** Opening Data to use block **
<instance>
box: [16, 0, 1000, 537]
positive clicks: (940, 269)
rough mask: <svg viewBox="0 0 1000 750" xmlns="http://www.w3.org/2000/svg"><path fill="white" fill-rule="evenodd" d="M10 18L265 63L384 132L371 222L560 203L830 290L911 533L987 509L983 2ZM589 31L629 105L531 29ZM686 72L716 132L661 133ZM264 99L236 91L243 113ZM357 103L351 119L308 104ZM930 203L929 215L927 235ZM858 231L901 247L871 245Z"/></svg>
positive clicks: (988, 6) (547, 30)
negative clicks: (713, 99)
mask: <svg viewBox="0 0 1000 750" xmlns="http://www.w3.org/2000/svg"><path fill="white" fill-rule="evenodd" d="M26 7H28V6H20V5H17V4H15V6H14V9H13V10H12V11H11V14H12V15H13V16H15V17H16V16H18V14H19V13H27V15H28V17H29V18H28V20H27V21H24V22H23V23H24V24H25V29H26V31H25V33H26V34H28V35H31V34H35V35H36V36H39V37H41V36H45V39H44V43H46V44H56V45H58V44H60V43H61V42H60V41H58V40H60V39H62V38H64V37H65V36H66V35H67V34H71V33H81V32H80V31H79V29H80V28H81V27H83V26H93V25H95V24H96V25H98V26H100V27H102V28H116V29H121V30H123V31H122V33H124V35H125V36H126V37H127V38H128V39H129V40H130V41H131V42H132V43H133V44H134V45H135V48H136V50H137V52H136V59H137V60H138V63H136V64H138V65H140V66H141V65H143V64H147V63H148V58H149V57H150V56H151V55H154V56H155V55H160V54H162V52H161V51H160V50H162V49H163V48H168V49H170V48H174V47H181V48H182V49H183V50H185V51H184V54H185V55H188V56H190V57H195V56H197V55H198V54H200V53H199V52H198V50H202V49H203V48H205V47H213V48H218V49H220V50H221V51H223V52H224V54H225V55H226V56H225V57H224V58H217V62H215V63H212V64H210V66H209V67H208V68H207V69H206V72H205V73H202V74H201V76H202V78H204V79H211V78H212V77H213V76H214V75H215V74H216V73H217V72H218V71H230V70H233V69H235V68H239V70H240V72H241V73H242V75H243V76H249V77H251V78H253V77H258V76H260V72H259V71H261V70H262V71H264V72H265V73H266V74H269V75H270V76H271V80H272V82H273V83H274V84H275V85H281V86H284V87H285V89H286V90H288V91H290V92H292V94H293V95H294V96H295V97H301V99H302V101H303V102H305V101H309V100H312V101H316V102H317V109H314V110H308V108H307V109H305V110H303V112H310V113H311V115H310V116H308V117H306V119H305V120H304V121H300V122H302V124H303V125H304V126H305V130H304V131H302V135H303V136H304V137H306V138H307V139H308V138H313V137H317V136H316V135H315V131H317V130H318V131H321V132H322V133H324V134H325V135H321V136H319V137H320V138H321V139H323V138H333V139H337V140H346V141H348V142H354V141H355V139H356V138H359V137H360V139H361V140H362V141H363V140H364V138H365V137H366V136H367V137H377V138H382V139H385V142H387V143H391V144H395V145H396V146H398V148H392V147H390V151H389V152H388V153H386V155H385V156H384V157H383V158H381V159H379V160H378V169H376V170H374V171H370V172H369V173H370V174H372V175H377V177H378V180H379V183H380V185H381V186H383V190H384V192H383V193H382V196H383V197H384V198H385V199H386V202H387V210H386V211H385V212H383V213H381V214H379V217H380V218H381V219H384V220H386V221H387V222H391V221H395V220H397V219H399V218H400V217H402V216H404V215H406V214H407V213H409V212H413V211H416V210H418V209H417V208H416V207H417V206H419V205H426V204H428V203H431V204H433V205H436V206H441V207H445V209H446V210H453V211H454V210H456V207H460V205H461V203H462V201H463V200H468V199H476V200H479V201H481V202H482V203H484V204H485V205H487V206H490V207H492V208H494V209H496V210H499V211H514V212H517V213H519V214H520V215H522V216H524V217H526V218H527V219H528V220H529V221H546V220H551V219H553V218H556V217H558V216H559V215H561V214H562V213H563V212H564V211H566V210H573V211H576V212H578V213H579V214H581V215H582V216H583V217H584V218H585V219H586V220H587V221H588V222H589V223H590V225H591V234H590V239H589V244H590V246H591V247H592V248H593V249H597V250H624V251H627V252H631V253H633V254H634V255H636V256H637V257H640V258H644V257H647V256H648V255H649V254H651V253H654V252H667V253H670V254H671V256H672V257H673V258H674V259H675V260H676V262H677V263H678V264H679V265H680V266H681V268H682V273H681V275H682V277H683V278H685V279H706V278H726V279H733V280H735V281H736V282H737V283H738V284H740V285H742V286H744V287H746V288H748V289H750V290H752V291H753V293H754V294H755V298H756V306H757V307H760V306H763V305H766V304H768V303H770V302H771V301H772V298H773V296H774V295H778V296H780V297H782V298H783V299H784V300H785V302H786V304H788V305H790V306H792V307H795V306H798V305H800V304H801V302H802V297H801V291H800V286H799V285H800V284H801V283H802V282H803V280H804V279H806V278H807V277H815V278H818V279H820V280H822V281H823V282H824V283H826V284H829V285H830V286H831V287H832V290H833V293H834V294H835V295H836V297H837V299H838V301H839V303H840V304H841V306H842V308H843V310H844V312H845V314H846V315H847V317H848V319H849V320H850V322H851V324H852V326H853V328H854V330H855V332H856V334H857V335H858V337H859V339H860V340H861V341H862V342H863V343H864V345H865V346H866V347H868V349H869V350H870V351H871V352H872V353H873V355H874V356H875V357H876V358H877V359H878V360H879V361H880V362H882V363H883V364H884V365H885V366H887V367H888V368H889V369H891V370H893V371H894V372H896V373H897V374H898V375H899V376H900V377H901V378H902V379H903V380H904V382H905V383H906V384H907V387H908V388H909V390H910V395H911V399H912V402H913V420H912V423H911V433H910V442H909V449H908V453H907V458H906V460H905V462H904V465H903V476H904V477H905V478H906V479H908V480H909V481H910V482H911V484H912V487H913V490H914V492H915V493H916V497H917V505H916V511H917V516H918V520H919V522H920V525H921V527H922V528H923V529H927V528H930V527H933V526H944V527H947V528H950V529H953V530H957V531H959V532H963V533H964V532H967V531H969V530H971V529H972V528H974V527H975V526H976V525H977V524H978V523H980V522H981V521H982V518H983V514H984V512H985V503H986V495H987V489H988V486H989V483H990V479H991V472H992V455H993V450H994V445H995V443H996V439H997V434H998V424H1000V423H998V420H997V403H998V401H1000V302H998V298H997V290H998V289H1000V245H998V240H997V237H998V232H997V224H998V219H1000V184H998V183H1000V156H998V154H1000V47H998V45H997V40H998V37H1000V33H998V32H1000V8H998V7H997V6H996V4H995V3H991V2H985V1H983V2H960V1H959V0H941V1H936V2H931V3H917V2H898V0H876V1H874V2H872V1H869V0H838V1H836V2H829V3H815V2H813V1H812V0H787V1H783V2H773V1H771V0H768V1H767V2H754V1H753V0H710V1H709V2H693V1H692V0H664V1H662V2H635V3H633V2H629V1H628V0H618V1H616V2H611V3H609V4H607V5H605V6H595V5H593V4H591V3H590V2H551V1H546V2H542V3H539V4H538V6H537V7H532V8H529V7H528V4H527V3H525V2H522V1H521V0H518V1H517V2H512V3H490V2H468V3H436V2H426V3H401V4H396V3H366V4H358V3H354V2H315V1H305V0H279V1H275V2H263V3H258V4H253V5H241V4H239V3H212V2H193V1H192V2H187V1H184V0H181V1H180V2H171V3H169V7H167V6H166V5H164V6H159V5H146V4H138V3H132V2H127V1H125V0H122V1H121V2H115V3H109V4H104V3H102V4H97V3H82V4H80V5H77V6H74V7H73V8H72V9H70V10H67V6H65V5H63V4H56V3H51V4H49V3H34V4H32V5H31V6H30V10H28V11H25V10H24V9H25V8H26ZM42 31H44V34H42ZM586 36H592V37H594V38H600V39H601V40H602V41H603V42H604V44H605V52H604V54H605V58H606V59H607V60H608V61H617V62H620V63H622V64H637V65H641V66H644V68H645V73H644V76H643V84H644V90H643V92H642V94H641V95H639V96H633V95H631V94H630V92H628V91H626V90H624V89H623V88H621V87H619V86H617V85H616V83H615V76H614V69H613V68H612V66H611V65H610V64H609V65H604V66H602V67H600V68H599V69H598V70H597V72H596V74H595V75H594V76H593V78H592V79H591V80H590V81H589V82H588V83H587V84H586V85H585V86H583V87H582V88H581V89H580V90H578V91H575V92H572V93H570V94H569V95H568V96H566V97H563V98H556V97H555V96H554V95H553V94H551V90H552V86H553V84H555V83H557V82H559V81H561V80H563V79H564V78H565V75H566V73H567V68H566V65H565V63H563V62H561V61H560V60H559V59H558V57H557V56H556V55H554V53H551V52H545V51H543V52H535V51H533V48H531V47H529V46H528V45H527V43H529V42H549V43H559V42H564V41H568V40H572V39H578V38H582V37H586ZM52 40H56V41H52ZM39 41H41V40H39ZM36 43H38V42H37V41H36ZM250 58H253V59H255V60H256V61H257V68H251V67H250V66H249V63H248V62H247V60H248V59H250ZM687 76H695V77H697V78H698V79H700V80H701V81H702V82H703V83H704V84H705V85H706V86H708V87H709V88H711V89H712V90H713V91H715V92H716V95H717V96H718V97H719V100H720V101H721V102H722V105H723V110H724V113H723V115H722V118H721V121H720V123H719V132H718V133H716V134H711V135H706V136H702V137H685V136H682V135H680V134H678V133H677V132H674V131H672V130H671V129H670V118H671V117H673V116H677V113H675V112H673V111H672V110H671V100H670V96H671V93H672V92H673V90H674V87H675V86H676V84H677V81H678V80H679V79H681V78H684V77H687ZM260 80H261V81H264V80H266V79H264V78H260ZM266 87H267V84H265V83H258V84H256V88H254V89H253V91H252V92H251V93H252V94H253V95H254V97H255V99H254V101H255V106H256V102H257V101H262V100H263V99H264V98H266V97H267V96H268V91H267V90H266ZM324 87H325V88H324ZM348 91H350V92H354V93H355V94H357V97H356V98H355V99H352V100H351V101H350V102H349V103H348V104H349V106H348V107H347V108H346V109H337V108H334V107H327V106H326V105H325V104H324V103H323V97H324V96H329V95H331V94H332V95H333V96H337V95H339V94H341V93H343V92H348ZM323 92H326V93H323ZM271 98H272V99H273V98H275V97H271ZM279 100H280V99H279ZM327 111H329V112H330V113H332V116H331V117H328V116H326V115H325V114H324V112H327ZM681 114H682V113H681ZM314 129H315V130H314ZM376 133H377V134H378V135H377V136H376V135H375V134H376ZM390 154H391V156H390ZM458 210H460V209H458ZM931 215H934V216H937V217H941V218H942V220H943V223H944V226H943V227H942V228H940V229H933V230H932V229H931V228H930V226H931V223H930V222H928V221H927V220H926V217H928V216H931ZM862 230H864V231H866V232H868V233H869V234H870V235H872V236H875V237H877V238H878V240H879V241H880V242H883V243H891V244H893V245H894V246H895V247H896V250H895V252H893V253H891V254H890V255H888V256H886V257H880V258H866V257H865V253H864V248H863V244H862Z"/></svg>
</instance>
** Closing Data to use block **
> [Description of the task]
Begin with the first line of the data above and, please, print each line exactly until you have printed the line containing "positive clicks: (988, 6) (547, 30)"; print nothing else.

> [Expected answer]
<instance>
box: [16, 0, 1000, 537]
positive clicks: (940, 269)
rough mask: <svg viewBox="0 0 1000 750" xmlns="http://www.w3.org/2000/svg"><path fill="white" fill-rule="evenodd" d="M10 18L265 63L384 132L371 222L560 203L830 290L911 533L987 509L983 2ZM589 31L629 105L531 29ZM686 72L716 132L661 133ZM264 99L236 91L243 113ZM357 103L351 119L308 104ZM930 203L929 215L927 235ZM858 231L901 247L871 245Z"/></svg>
positive clicks: (988, 6) (547, 30)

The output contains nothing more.